**GIVEN PROBLEM:**
Pick out every line in the rows below that contains the string "person", and copy each one. Case counts.

**MATERIAL PROVIDED:**
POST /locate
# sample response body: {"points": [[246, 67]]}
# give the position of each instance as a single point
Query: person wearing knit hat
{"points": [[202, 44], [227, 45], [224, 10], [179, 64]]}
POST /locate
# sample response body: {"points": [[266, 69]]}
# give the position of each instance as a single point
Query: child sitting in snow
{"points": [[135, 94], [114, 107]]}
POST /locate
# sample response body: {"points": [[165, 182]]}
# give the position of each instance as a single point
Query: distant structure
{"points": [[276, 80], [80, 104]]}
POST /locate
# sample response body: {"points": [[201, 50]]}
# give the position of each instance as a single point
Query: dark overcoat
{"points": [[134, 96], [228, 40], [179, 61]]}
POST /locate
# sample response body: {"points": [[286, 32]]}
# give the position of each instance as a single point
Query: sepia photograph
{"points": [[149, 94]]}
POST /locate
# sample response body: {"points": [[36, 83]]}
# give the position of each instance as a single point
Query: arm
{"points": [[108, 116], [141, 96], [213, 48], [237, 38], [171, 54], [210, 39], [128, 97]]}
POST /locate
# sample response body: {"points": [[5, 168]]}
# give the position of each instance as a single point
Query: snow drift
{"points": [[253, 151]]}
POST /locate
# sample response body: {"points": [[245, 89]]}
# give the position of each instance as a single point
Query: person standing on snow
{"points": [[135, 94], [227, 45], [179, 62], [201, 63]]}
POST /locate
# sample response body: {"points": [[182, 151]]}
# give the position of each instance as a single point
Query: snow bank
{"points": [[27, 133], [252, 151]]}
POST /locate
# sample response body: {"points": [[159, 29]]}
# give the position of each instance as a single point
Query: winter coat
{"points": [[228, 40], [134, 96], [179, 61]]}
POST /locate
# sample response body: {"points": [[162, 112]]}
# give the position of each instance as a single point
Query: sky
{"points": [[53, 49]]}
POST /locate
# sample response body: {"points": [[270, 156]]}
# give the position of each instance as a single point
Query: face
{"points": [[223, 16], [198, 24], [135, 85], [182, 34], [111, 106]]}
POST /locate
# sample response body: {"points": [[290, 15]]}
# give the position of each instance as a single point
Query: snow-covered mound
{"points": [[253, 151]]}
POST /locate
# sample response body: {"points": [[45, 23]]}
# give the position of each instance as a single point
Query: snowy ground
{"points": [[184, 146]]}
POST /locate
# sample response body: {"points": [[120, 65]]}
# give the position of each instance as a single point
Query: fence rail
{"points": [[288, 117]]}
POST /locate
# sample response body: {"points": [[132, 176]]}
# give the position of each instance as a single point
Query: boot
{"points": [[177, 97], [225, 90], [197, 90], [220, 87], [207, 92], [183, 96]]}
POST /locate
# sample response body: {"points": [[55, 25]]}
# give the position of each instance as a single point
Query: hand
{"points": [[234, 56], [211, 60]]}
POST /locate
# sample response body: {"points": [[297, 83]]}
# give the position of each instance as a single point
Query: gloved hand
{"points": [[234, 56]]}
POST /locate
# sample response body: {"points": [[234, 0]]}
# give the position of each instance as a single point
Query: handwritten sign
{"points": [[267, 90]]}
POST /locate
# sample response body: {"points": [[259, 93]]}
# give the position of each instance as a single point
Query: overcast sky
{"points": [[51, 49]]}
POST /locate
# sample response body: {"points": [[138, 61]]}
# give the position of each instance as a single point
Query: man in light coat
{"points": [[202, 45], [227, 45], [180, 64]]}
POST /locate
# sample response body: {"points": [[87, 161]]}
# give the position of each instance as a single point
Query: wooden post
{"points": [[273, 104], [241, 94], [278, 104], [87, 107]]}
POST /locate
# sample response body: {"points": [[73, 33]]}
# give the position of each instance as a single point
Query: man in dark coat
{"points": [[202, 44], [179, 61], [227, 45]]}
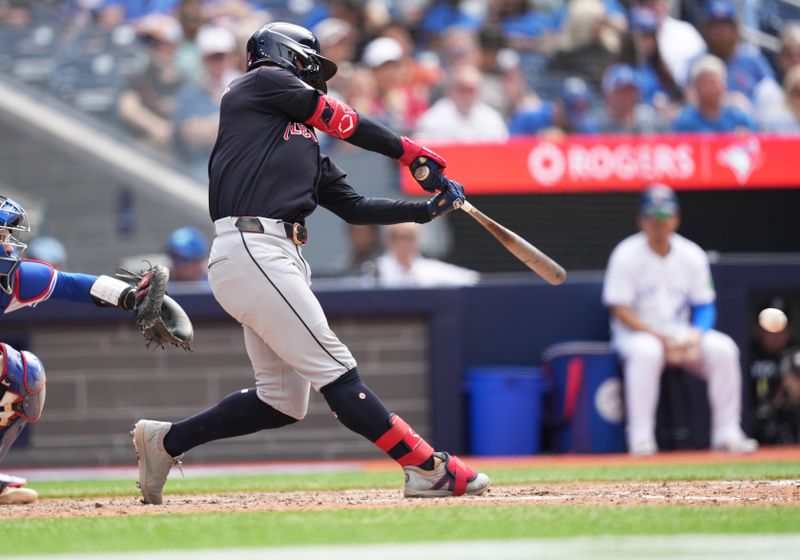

**RESPONSE BELOW:**
Query: person wearing knit hat
Query: person standing on snow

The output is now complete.